== GOAL OF THE EXERCISE ==
Of the entries below, return exactly those lines that fall between the one containing "x=237, y=280" and the one containing "Indicate a point on each instance of the person in", the two end lines included.

(Collected data)

[Start of section]

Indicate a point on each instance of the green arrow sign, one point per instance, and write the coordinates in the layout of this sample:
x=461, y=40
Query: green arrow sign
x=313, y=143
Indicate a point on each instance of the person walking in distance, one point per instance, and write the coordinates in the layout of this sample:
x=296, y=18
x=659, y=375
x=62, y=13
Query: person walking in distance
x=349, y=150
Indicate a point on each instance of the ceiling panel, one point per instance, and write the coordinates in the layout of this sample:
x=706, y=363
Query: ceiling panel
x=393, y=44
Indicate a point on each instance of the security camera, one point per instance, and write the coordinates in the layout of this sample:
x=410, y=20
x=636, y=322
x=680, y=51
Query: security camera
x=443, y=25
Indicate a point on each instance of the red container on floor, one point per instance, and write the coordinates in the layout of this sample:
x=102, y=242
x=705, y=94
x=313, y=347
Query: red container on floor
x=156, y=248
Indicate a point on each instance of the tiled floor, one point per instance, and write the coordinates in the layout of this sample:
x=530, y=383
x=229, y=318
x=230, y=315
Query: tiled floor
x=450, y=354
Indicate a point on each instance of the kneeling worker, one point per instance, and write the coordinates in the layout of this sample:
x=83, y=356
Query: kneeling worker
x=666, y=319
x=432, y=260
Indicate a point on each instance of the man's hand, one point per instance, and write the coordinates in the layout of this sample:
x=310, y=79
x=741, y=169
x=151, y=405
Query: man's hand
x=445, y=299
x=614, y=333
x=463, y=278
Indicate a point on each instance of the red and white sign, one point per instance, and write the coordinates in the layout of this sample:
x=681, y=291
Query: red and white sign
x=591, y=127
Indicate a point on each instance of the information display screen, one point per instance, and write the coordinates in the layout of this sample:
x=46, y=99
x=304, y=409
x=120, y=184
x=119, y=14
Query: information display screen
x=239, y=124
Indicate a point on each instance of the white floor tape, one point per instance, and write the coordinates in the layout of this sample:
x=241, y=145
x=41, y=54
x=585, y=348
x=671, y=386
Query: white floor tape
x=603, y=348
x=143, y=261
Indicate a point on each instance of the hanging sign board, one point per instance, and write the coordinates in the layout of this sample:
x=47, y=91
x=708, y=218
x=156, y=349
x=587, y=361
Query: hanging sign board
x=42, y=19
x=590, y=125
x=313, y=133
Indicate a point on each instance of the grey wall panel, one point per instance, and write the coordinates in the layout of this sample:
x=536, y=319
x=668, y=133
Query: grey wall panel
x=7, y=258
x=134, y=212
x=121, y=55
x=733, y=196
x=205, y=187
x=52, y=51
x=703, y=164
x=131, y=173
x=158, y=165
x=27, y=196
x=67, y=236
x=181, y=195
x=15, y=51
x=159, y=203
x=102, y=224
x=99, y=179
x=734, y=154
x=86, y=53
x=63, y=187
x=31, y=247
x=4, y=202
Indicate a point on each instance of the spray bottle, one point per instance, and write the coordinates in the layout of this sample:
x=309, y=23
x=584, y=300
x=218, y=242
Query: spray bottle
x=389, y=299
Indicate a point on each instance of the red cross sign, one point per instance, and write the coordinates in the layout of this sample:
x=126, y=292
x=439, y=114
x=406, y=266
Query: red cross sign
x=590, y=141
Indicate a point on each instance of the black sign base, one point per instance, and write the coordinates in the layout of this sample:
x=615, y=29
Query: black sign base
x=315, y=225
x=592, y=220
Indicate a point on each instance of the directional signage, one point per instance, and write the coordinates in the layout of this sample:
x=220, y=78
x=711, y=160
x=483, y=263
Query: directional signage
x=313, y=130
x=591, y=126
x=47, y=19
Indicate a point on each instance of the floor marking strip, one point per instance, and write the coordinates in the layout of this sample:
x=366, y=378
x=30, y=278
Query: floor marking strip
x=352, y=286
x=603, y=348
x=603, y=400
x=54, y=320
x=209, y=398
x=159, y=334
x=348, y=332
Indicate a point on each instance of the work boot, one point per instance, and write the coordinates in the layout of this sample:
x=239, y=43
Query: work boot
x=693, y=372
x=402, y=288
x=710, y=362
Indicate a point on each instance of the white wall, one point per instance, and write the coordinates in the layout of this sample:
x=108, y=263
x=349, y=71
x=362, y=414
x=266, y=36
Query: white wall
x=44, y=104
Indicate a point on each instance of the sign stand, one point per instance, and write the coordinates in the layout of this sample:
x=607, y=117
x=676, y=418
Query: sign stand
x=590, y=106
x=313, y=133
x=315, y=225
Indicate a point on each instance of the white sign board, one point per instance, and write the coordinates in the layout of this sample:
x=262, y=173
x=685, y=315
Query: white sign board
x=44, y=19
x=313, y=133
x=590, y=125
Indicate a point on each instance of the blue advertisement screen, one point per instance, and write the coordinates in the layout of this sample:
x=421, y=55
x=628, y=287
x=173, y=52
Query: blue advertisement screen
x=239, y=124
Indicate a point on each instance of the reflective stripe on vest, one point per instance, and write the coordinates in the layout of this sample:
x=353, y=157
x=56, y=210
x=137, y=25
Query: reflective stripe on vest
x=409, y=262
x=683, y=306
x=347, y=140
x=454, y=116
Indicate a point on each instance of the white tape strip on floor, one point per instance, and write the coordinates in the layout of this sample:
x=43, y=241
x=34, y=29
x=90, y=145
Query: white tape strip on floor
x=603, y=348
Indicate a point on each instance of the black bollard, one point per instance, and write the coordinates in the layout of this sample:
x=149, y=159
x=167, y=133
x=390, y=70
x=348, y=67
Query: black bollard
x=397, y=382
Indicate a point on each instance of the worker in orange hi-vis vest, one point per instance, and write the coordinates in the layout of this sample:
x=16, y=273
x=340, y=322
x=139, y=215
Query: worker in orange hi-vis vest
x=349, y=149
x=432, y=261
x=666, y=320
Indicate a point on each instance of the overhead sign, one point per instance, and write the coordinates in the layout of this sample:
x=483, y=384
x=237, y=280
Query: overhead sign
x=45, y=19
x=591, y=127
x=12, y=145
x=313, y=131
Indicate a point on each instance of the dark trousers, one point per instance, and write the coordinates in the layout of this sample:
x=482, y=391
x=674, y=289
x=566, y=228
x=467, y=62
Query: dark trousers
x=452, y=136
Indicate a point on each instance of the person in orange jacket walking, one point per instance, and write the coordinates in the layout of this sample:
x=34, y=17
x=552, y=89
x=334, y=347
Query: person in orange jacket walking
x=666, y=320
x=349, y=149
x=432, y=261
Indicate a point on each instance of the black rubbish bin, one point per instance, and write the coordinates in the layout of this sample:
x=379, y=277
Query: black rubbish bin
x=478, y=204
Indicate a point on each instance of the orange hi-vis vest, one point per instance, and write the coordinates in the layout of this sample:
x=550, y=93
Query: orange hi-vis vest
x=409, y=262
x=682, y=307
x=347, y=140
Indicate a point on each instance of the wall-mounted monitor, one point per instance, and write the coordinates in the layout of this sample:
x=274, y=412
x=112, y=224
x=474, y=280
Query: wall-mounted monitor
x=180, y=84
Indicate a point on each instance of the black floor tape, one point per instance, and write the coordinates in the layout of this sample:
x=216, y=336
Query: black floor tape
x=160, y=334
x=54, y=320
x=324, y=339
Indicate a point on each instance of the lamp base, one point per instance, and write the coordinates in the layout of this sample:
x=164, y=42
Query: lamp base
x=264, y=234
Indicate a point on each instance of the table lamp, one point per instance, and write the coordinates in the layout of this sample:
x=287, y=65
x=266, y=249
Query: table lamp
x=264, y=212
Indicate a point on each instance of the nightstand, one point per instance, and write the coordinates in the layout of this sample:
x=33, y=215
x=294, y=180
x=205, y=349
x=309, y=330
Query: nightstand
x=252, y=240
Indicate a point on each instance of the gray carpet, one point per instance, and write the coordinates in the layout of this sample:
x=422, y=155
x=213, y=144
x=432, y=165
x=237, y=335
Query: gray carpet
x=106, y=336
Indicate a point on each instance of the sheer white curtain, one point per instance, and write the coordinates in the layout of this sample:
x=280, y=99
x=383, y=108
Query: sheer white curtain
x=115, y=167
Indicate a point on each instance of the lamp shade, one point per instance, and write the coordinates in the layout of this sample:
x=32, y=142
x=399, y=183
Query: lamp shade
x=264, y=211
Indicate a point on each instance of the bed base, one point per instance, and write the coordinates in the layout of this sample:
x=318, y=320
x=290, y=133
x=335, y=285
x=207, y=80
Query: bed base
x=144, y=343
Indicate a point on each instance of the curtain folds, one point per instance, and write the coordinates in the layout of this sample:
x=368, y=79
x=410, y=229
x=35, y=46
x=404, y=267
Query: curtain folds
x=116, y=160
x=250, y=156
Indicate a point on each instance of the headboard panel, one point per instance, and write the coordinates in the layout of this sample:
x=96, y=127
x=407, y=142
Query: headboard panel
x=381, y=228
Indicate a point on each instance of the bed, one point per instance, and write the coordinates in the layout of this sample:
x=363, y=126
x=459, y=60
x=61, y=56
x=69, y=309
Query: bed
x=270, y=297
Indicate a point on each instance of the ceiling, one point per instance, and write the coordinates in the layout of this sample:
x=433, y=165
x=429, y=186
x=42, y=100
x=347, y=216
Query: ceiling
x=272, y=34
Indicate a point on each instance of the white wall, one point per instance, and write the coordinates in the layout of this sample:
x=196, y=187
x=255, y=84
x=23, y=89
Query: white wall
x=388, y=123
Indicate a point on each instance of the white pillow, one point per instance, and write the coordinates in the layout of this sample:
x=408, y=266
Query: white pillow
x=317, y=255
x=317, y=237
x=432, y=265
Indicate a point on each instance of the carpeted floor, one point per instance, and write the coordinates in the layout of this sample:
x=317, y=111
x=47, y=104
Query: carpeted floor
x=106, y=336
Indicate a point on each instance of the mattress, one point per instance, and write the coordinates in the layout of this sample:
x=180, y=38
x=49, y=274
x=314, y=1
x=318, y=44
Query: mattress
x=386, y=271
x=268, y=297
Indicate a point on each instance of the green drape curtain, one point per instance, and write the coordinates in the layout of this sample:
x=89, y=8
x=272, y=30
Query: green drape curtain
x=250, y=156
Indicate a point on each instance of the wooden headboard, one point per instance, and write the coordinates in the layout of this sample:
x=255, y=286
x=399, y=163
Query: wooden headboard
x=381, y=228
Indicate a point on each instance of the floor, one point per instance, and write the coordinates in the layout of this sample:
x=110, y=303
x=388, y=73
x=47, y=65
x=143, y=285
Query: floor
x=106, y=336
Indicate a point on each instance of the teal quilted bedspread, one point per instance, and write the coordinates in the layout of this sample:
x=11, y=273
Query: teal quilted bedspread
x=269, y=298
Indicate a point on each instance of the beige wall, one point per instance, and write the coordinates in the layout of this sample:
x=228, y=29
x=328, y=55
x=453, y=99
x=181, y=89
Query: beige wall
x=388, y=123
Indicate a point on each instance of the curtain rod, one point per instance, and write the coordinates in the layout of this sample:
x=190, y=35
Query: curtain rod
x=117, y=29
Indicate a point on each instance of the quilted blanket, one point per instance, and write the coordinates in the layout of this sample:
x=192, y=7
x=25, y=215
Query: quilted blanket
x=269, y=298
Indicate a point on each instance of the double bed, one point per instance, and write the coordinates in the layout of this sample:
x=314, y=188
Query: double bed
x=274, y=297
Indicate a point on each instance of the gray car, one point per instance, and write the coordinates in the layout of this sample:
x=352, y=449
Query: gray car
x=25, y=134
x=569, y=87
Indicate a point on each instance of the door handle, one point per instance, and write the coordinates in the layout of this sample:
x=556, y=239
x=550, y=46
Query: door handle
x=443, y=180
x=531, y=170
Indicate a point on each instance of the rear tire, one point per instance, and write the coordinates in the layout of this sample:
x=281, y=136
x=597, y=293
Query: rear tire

[End of section]

== TASK ANSWER ==
x=237, y=280
Query: overhead sign
x=45, y=19
x=591, y=127
x=12, y=145
x=313, y=131
Indicate a point on each instance of the dark trousers, one point per instance, and write the coordinates in the layout of this sample:
x=482, y=391
x=674, y=289
x=566, y=228
x=467, y=62
Query: dark trousers
x=452, y=136
Indicate a point on each instance of the person in orange jacket walking, one point per instance, and write the coordinates in the layout of this sample:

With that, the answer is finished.